BEGIN DATASET EXTRACT
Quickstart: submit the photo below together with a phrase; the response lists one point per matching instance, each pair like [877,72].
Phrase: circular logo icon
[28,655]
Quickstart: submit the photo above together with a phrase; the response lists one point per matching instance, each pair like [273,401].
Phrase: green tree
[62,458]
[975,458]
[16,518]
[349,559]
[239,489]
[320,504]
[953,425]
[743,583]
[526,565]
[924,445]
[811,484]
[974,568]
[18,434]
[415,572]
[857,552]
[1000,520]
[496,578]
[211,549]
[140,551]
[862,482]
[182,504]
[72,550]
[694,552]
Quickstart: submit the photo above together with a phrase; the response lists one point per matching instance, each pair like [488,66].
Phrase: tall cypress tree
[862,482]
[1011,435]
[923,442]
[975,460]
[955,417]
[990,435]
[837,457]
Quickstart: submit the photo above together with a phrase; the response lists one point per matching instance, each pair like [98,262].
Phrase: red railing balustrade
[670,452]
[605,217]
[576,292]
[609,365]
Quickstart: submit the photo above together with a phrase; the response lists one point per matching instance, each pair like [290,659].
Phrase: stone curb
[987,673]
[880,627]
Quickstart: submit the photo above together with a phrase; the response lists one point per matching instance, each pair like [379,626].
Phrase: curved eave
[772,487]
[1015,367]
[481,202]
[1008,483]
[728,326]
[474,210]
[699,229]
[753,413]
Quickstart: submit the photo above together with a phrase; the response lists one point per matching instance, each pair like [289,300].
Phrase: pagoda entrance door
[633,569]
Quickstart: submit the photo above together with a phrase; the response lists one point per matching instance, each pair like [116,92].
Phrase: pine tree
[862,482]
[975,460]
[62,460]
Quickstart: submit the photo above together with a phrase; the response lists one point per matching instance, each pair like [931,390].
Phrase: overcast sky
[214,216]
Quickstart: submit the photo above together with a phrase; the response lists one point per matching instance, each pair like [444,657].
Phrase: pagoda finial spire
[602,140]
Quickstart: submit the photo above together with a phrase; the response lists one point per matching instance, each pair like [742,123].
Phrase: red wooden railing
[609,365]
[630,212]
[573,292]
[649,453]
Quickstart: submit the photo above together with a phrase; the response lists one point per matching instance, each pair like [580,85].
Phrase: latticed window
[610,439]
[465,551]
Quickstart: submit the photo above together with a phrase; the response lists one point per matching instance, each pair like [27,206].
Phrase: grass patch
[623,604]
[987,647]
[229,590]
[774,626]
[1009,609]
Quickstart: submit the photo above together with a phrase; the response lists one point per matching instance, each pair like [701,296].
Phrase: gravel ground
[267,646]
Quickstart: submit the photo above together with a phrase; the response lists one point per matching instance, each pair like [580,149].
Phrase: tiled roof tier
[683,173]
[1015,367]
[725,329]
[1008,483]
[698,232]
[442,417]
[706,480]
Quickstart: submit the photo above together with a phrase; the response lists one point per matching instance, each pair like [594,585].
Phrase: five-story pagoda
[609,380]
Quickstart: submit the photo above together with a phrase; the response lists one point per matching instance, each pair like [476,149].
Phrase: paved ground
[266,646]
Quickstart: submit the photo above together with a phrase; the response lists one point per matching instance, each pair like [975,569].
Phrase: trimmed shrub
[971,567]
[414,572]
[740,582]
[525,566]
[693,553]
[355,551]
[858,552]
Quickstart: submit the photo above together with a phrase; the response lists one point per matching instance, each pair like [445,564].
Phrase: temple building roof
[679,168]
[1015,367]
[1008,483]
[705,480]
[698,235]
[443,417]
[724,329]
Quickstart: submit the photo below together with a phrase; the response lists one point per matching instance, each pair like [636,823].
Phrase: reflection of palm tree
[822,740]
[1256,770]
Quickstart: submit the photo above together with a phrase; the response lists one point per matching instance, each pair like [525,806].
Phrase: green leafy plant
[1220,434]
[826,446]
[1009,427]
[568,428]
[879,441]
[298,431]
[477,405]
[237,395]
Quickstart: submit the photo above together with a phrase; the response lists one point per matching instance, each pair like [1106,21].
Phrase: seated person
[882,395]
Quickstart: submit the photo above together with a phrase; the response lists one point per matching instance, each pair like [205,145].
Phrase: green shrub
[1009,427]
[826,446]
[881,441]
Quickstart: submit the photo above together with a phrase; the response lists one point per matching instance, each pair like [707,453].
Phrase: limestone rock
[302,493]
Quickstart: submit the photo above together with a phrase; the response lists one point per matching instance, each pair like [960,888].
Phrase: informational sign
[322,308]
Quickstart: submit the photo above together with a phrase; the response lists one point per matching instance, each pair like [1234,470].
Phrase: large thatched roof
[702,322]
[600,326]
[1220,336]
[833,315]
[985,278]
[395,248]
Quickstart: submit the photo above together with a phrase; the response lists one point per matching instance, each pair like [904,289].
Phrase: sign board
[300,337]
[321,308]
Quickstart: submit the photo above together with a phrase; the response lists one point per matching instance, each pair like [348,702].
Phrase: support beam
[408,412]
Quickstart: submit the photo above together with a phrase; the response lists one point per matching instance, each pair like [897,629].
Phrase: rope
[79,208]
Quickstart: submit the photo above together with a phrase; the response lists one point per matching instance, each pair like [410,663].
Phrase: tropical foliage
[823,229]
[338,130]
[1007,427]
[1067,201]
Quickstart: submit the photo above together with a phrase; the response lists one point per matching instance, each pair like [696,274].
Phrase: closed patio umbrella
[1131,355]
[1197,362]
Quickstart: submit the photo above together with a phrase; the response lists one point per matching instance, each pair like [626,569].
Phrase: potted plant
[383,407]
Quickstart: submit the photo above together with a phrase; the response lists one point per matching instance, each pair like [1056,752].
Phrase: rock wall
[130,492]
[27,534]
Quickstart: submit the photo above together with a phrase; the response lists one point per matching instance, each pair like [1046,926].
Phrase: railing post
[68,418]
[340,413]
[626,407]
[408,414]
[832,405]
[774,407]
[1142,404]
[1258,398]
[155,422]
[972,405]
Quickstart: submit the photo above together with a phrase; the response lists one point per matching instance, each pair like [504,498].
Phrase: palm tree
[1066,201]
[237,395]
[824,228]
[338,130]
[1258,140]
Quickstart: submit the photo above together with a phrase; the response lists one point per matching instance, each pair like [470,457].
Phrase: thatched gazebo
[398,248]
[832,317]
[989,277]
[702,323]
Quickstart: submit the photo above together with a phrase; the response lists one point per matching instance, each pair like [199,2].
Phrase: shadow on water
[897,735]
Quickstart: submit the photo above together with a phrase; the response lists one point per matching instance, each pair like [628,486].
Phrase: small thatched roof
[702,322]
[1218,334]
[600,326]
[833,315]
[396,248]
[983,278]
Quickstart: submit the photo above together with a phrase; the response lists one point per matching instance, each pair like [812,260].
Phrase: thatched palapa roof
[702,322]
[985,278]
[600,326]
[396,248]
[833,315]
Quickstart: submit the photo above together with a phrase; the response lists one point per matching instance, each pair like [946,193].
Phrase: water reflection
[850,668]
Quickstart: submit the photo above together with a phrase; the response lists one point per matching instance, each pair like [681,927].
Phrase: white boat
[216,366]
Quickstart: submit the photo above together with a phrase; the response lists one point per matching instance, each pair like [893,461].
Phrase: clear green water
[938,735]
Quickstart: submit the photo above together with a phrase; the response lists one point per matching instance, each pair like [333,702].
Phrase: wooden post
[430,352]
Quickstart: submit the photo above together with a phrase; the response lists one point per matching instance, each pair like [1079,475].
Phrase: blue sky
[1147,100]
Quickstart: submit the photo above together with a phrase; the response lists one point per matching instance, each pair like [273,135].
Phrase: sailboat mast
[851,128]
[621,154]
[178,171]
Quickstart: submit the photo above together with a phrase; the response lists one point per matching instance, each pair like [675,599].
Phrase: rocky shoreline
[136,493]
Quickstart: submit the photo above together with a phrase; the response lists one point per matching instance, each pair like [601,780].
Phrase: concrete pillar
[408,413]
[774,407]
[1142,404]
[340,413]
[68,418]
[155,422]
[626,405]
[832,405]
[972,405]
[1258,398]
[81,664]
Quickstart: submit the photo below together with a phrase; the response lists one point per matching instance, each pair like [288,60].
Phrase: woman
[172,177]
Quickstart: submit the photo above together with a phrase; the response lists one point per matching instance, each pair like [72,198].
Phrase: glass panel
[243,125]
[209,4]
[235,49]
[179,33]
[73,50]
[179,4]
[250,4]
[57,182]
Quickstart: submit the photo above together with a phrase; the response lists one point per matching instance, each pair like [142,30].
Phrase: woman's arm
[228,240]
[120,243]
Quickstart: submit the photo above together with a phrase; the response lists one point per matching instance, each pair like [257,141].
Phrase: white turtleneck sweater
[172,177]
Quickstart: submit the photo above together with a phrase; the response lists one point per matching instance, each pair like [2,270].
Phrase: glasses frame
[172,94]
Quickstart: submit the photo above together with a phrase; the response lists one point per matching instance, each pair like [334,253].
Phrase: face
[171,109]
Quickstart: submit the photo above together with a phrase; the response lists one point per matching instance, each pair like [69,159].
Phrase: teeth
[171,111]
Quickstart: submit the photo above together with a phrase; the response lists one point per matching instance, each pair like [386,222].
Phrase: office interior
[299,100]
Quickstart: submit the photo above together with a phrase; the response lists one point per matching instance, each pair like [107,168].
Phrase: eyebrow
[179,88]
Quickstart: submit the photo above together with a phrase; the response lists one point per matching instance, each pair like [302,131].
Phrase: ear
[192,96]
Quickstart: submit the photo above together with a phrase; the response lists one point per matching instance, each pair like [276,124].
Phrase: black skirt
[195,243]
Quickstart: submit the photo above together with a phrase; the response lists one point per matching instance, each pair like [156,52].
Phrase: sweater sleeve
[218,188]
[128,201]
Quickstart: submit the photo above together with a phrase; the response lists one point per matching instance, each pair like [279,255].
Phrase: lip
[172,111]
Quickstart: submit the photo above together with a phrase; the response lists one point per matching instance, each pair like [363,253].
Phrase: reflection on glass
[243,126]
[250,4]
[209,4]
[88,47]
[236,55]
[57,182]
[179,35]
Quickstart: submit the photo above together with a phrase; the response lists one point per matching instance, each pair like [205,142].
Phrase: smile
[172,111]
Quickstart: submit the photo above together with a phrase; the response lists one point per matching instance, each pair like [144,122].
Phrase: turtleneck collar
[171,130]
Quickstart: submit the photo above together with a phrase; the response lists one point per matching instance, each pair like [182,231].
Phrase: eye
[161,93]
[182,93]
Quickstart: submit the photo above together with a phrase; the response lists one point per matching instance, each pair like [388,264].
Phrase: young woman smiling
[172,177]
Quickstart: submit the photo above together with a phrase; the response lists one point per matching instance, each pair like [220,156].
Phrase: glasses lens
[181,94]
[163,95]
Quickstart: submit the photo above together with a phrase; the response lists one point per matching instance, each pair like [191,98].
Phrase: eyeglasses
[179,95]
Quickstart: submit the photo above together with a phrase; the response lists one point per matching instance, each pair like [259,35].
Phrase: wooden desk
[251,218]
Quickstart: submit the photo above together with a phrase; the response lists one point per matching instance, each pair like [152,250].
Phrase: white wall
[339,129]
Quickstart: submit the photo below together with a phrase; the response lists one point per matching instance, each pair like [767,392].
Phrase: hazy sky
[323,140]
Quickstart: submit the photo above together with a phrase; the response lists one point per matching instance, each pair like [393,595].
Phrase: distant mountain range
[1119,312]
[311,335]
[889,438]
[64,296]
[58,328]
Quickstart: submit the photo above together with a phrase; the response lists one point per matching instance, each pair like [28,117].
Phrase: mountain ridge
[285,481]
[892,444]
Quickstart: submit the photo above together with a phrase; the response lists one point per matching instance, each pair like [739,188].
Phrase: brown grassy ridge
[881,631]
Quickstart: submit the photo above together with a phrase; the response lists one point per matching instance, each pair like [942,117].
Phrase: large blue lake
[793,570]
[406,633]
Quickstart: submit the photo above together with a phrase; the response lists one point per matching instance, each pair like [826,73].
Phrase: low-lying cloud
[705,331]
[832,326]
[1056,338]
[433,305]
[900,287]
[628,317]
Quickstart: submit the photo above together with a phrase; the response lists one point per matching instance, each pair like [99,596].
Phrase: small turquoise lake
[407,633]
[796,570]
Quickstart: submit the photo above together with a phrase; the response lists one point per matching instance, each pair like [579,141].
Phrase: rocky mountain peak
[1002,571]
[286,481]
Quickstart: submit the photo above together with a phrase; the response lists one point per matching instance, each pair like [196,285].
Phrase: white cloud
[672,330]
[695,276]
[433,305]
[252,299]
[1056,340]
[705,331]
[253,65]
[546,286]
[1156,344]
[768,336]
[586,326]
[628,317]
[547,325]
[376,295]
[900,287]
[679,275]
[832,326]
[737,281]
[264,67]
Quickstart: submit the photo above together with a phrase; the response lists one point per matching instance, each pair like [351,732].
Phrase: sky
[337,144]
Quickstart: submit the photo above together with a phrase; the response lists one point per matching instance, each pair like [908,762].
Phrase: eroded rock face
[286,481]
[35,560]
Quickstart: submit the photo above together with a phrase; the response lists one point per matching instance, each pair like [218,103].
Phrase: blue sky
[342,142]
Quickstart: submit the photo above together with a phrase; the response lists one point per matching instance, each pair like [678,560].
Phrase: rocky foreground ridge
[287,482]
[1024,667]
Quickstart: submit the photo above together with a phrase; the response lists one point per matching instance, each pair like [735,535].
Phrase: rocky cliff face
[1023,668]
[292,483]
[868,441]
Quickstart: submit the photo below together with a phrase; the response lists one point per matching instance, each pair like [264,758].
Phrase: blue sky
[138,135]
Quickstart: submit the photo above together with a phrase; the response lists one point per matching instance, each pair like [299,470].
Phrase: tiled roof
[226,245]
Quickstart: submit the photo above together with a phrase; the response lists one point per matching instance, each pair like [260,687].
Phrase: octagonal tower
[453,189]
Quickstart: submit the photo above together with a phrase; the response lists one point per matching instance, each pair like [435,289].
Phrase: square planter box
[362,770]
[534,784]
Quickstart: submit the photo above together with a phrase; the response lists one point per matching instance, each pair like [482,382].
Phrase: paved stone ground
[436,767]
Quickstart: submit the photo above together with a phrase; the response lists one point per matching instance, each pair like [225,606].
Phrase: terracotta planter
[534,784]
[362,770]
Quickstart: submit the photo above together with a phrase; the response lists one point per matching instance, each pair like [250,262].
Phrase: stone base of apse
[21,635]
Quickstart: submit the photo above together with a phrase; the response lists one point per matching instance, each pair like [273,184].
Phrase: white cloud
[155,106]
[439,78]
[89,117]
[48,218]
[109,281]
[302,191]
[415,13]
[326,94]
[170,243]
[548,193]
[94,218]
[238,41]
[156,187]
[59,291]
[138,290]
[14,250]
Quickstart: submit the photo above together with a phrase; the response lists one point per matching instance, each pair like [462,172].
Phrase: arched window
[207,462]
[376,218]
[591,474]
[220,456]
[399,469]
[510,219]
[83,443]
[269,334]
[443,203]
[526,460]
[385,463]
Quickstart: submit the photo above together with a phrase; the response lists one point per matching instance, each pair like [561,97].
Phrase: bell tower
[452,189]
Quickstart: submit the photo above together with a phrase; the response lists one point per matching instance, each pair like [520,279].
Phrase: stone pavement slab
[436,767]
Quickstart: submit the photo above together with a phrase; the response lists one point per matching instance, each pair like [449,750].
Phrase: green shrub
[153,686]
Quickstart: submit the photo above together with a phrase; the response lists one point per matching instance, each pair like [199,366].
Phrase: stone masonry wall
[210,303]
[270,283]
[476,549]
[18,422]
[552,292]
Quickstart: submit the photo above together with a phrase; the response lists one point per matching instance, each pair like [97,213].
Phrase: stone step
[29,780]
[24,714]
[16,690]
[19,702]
END DATASET EXTRACT
#### PROBLEM DESCRIPTION
Copy each line of the data above that holds "below".

#### SOLUTION TO THE EXERCISE
Quickstart: submit the photo below together with a phrase; the response lists one point per matching instance, each pair like [877,72].
Quickstart: submit the photo below together with a phrase; the response lists one point per matching instance, each pair like [636,823].
Quickstart: submit the photo below together with a phrase; the response lists one point per matching instance, each pair like [288,60].
Quickstart: submit the photo below together with a phrase; the response lists one point per matching instance, each pair like [767,392].
Quickstart: submit the photo below together with a phrase; the response lists one point per matching instance, each pair like [264,758].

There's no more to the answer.